------ Tekstfragment ------

1.1 De omgevingsvergunning omvat toestemmingen op grond van artikel 2.1 eerste lid, onder a, b, c en e en artikel 2.2, eerste lid, onder e, van de Wet algemene bepalingen omgevingsrecht (Wabo). De rechtbank stelt vast dat de beroepsgronden van eisers zich richten tegen de toestemmingen op grond van artikel 2.1 eerste lid, onder a (het bouwen van een bouwwerk), c (het gebruiken van gronden in strijd met het bestemmingsplan of de provinciale ruimtelijke verordening) en e (het oprichten en in werking hebben van een inrichting) van de Wabo. De beoordeling door de rechtbank is derhalve tot die toestemmingen beperkt.
1.2 Op de locatie zijn beoogd een woonhuis, twee gebouwen met daarin ruimte voor het uitbroeden van 382.000 voorgebroede eieren en aansluitend het huisvesten van 366.666 vleeskuikens en technische ruimtes. De beide gebouwen hebben een afmeting van 31 x 105 meter. De zijgevels zijn ongeveer 5,7 en 7,5 meter hoog en de nok is 12,7 meter hoog.
2.1 Ingevolge artikel 1:2, eerste lid, van de Algemene wet bestuursrecht (Awb) wordt onder belanghebbende verstaan: degene wiens belang rechtstreeks bij een besluit is betrokken.
2.2 Indien een bestreden omgevingsvergunning meer dan één toestemming als bedoeld in de artikelen 2.1 en 2.2 van de Wabo bevat, dient per toestemming te worden bepaald of degene die een rechtsmiddel heeft aangewend belanghebbende is (zie de uitspraak van de Afdeling bestuursrechtspraak van de Raad van State van 30 oktober 2013, ECLI:NL:RVS:2013:1750).
3.1 Bij uitspraak van 16 mei 2014, zaaknummer ALK 14/507, heeft de voorzieningenrechter uitspraak gedaan op het door eisers gevraagde verzoek om een voorlopige voorziening. Onder verwijzing naar de overwegingen 2 tot en met 5 van bedoelde uitspraak van de voorzieningenrechter en onder overneming van hetgeen daarin is overwogen, is de rechtbank van oordeel dat eisers bij de toestemmingen onder 2.1, eerste lid, onder a en c, van de Wabo niet kunnen worden aangemerkt als belanghebbende in de zin van artikel 1:2, eerste lid, van de Awb.
3.2 Gelet op het voorgaande is het beroep van eisers niet-ontvankelijk voor zover dit betreft de toestemmingen onder 2.1, eerste lid, onder a en c, van de Wabo.
4.

------ Gegeven records ------

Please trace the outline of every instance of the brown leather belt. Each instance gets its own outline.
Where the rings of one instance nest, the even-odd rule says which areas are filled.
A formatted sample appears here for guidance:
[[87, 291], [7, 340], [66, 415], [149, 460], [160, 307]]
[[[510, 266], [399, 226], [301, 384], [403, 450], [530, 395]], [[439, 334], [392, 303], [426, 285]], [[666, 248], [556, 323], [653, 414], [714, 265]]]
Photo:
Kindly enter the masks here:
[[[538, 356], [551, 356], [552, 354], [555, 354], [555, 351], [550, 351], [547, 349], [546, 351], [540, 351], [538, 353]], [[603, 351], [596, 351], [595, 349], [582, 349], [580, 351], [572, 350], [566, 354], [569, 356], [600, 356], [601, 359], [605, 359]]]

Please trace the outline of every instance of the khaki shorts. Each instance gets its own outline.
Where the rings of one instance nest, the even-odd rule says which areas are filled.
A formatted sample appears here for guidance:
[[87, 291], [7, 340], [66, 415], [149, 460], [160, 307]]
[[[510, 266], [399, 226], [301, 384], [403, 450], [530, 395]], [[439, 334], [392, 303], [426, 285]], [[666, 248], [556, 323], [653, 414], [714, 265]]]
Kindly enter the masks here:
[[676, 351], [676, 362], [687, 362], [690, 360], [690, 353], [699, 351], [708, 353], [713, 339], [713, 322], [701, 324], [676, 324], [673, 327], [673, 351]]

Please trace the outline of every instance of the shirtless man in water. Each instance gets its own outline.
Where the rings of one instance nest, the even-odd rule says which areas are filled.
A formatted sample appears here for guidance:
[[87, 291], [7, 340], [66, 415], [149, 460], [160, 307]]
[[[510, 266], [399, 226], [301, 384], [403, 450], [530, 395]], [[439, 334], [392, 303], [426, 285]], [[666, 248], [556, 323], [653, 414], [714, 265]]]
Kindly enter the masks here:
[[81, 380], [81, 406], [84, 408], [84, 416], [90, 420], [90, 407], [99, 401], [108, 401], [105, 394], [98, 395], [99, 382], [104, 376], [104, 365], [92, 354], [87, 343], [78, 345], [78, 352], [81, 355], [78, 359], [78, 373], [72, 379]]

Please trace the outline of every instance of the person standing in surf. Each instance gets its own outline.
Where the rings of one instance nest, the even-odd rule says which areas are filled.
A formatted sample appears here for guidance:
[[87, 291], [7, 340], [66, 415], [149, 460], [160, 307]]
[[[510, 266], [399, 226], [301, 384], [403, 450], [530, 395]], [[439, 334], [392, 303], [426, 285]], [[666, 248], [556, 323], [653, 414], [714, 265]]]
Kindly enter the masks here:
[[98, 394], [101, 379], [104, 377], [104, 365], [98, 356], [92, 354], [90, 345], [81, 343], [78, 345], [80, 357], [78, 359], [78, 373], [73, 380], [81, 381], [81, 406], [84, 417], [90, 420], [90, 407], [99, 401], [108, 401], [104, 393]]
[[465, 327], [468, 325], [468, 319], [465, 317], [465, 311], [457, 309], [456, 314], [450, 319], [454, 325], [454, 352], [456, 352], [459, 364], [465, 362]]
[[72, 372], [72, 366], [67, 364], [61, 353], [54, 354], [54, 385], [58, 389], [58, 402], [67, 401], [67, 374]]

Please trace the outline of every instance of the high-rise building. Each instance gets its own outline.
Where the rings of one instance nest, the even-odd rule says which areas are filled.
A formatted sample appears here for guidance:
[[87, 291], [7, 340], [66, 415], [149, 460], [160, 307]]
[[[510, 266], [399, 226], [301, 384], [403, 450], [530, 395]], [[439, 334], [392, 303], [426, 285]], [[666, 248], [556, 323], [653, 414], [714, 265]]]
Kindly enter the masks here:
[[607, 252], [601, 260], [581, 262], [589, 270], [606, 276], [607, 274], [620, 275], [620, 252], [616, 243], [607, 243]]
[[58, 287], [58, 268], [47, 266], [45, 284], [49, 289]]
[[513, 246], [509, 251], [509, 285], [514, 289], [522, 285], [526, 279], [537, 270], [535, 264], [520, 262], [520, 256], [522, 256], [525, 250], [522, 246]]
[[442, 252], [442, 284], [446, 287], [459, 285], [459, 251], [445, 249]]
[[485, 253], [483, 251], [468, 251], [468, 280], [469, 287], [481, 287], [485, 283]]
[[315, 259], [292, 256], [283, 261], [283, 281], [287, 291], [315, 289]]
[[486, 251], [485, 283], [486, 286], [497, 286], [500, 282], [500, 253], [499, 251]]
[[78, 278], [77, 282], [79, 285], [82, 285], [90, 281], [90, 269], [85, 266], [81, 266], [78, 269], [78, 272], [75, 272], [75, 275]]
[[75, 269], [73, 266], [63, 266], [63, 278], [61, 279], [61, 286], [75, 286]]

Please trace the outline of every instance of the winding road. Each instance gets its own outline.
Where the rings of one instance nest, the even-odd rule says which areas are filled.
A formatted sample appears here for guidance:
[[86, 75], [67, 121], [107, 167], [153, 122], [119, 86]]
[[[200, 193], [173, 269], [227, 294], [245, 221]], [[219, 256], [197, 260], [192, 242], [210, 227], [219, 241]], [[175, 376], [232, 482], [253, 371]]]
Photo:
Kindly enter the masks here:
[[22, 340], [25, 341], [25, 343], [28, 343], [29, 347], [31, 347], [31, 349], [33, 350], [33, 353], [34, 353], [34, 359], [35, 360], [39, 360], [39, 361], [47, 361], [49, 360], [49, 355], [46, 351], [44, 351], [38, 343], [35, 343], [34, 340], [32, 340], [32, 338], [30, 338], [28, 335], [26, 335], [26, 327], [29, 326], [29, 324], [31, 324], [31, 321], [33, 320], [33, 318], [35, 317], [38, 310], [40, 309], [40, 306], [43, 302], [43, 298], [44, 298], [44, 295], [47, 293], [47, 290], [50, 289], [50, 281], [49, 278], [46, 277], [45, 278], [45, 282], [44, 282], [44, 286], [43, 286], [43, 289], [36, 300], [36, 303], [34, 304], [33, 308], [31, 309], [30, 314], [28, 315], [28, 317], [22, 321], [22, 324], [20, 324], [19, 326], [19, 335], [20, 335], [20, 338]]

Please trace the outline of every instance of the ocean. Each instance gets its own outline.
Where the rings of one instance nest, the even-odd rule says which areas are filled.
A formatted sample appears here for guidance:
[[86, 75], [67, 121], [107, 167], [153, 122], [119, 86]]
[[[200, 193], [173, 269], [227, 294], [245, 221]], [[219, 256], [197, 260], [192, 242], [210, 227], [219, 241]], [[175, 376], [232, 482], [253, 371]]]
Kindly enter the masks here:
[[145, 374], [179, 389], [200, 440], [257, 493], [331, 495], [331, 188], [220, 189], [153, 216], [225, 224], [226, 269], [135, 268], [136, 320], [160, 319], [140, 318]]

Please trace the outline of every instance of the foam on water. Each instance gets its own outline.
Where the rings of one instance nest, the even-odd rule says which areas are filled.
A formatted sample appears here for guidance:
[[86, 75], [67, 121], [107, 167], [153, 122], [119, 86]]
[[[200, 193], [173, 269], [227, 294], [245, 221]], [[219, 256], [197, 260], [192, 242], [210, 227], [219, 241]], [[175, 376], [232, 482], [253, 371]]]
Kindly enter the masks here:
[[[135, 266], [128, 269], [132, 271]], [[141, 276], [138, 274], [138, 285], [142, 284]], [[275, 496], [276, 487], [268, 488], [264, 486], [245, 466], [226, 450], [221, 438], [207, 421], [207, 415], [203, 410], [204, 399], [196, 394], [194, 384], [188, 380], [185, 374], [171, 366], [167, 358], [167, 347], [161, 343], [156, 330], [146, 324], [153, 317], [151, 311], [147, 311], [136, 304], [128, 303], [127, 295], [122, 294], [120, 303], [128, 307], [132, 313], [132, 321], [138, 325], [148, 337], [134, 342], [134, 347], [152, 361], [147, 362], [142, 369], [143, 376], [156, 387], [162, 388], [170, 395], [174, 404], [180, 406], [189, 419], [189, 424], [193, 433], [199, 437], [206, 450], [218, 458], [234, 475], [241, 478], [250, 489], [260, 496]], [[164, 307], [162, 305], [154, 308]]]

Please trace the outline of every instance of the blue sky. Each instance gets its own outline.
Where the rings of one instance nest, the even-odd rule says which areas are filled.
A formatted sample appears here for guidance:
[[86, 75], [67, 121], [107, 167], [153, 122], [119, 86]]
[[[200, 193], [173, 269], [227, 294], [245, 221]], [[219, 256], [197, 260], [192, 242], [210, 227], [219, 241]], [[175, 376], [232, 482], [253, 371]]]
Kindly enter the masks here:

------

Korte opgave —
Schrijf alstublieft het deel van het tekstfragment letterlijk over dat begint met de woorden "1.2 Op de locatie" en eindigt met "besluit is betrokken.".

Uitwerking —
1.2 Op de locatie zijn beoogd een woonhuis, twee gebouwen met daarin ruimte voor het uitbroeden van 382.000 voorgebroede eieren en aansluitend het huisvesten van 366.666 vleeskuikens en technische ruimtes. De beide gebouwen hebben een afmeting van 31 x 105 meter. De zijgevels zijn ongeveer 5,7 en 7,5 meter hoog en de nok is 12,7 meter hoog.
2.1 Ingevolge artikel 1:2, eerste lid, van de Algemene wet bestuursrecht (Awb) wordt onder belanghebbende verstaan: degene wiens belang rechtstreeks bij een besluit is betrokken.